Symphony X
Symphony X

Interview

SYMPHONY X haben im letzten Jahr mit ihrem Album "Paradise Lost" einen geniales Prog-Metal-Kracher abgeliefert, der sogar das starke Vorgängerwerk "The Odyssey" in den Schatten stellt. Nachdem sie bereits im Herbst als Vorgruppe von DREAM THEATER durch Europa tourten, kehren sie nun als Headliner zurück in die deutschen Clubs. Die Termine könnt ihr unserer Tourdaten-Sektion entnehmen. Bereits einige Zeit zuvor hatte ich das Vergnügen, mich mit Gitarrist Michael Romeo über John Milton, die Partytauglichkeit bekannter Prog-Metaller und andere spannende Themen zu unterhalten.

Symphony XHallo Michael. Ihr wart im Herbst bereits mit DREAM THEATER hier, die derzeit zu den populärsten Progressive-Metal-Bands gehören. Seid ihr gut mit den Jungs ausgekommen? Oder war es schwierig, mit ihnen zusammenzuarbeiten?

Einträge aus dem Pointing-Datensatz:

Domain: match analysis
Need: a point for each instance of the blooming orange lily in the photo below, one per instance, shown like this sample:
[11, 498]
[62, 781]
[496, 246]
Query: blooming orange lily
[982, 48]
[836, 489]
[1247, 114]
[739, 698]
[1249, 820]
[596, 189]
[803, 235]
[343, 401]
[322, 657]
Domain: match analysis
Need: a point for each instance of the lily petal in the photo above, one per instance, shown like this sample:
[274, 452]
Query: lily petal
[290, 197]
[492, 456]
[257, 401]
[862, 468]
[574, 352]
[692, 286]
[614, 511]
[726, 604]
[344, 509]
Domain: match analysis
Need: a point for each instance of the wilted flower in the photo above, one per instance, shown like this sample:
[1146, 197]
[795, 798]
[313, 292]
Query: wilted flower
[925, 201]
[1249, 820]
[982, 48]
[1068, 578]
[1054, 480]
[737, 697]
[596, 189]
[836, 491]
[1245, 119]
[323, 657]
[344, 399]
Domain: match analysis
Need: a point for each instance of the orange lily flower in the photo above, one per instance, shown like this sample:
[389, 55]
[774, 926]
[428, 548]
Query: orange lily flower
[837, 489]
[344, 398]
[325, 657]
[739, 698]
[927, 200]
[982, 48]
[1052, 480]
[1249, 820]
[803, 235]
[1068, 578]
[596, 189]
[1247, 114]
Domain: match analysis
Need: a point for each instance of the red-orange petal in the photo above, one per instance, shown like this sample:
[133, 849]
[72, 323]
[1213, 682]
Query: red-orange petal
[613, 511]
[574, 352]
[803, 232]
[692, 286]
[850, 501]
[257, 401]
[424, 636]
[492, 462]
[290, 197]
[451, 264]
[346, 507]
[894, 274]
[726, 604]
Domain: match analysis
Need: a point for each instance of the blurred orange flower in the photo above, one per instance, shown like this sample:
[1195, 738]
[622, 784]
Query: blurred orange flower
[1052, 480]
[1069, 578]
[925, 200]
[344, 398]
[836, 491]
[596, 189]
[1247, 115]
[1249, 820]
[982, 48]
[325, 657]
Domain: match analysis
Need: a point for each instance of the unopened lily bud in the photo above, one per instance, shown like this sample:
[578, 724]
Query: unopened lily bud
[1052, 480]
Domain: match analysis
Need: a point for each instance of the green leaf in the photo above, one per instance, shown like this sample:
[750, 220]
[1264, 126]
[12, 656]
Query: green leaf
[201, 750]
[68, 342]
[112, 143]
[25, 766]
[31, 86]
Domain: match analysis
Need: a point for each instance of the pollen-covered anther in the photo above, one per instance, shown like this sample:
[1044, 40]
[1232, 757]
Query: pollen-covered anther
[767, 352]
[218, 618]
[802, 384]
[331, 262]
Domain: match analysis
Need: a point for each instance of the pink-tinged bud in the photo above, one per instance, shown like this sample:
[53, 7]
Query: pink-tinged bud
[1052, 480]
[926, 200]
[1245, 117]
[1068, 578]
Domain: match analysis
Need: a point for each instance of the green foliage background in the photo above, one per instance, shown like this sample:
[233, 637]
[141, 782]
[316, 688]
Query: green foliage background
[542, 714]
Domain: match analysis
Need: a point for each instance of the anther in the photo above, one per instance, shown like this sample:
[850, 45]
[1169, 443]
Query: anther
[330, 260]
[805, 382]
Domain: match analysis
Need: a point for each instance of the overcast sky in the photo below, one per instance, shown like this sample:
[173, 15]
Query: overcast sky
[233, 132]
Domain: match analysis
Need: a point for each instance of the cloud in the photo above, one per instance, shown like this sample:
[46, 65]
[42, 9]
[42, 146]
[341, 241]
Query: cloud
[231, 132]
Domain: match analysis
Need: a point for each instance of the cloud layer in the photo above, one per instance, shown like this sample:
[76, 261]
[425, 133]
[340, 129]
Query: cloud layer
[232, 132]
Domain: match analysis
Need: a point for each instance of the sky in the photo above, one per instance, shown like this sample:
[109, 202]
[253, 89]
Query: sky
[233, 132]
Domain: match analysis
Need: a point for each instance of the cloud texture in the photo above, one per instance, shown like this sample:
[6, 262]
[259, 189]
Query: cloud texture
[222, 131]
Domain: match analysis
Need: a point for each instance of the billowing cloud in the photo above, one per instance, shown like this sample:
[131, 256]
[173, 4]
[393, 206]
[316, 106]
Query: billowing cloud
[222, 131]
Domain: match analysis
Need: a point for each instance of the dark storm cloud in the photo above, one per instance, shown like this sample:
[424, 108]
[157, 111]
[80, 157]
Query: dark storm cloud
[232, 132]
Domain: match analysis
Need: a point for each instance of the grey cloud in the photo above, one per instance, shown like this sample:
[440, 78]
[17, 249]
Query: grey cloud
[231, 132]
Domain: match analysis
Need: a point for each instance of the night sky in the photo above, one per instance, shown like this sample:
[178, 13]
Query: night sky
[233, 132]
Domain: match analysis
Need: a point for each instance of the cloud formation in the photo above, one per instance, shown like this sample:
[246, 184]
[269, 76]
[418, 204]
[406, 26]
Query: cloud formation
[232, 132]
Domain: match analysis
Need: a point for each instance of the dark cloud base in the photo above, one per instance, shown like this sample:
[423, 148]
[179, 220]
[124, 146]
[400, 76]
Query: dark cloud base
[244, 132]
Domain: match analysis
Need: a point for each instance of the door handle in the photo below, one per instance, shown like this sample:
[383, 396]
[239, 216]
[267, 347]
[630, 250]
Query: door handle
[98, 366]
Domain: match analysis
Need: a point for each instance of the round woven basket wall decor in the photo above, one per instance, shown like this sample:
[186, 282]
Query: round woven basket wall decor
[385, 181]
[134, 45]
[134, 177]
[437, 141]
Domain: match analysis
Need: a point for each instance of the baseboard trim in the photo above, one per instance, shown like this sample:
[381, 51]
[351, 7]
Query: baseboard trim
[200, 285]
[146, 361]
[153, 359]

Aufgabenstellung -
Schreibe das Interview vollständig und ohne jede Änderung ab. Die Daten stehen in keinem Zusammenhang mit dem Interview.

Lösung -
Symphony X
Symphony X

Interview

SYMPHONY X haben im letzten Jahr mit ihrem Album "Paradise Lost" einen geniales Prog-Metal-Kracher abgeliefert, der sogar das starke Vorgängerwerk "The Odyssey" in den Schatten stellt. Nachdem sie bereits im Herbst als Vorgruppe von DREAM THEATER durch Europa tourten, kehren sie nun als Headliner zurück in die deutschen Clubs. Die Termine könnt ihr unserer Tourdaten-Sektion entnehmen. Bereits einige Zeit zuvor hatte ich das Vergnügen, mich mit Gitarrist Michael Romeo über John Milton, die Partytauglichkeit bekannter Prog-Metaller und andere spannende Themen zu unterhalten.

Symphony XHallo Michael. Ihr wart im Herbst bereits mit DREAM THEATER hier, die derzeit zu den populärsten Progressive-Metal-Bands gehören. Seid ihr gut mit den Jungs ausgekommen? Oder war es schwierig, mit ihnen zusammenzuarbeiten?